TEXT:
Mallory Diane Swanson (; born April 29, 1998) is an American soccer player who plays as a forward for the Chicago Red Stars of the National Women's Soccer League (NWSL), the highest division of women's professional soccer in the United States, and the United States women's national soccer team (USWNT). She is the youngest player in USWNT history to reach 10 career assists, she holds the record for most assists in USWNT history before the age of 20, and in January 2016 at age 17 she was the youngest in USWNT history to be selected and play in an Olympic qualifying tournament.

After playing extensively with the U–17 and U–20 teams, Swanson first appeared for the USWNT on January 23, 2016 in an international friendly against Ireland. At 17, she was the youngest player to debut for the national team since Heather O'Reilly in 2002. Swanson scored in the 83rd minute in her first appearance, becoming the 19th USWNT player to score in her debut. That same year Swanson was part of the 18 player roster representing the United States at the 2016 Summer Olympics in Rio de Janeiro, Brazil. It was there that Swanson scored her first Olympic goal against Colombia, giving the United States a 2–1 lead. Her goal also made her the youngest player to ever score a goal for the United States in an Olympic game. Swanson has represented the United States at the FIFA Women's World Cup tournament in 2019. At 21, she was the second youngest member of the 2019 team behind 20-year-old Tierna Davidson.

On April 17, 2017, Swanson announced she would forgo her college career with UCLA after one quarter and turn professional. She later signed with the Washington Spirit in May 2017 where she stayed for three seasons, before playing at Sky Blue FC and currently at the Chicago Red Stars.

Early life
Born in Littleton, Colorado to Karen and Horace Pugh, Swanson was raised with her older sister Brianna in Highlands Ranch, Colorado. Her mother was a long-distance runner and her father ran track and played football. Growing up, Swanson considered her older sister Brianna a role model and cites her as a reason she got started in soccer. She started playing soccer at the age of four and then followed in her sister's footsteps and played club soccer with Real Colorado in the Elite Clubs National League. She played on the competitive team with the club at the U-11 through U-18 levels; although she started playing recreational soccer at the U-5 level. During her last two years with the team, she often trained with the club's Boys Development Academy team. Swanson helped Real Colorado win state titles in 2010 and 2011. In addition, the team made it to the Elite Clubs National League finals in both 2013 and 2014. At the U-16 level, Real Colorado won state and regional titles and became runner-up at nationals. Swanson was named the MVP of the regional tournament that year.

INFORMATION SHOWN:
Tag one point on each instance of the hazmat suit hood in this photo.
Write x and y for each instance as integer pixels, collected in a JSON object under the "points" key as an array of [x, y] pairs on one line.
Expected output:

PROBLEMS TO SOLVE:
**A.** Decide whether each statement agrees with the Swanson profile, answering yes or no and quoting the deciding words: (i) Swanson's first appearance for the USWNT came in a friendly against Ireland; (ii) Swanson's first Olympic goal came against Brazil; (iii) Swanson signed with the Washington Spirit in May 2017.
**B.** Reproduce the Swanson profile from "On April 17, 2017, Swanson" up to and including "Chicago Red Stars.".
The lines have no connection to the Swanson profile.

OUTPUTS IN ORDER:
**A.**
(i) Yes: "Swanson first appeared for the USWNT on January 23, 2016 in an international friendly against Ireland"
(ii) No: "Swanson scored her first Olympic goal against Colombia"
(iii) Yes: "She later signed with the Washington Spirit in May 2017"

**B.**
On April 17, 2017, Swanson announced she would forgo her college career with UCLA after one quarter and turn professional. She later signed with the Washington Spirit in May 2017 where she stayed for three seasons, before playing at Sky Blue FC and currently at the Chicago Red Stars.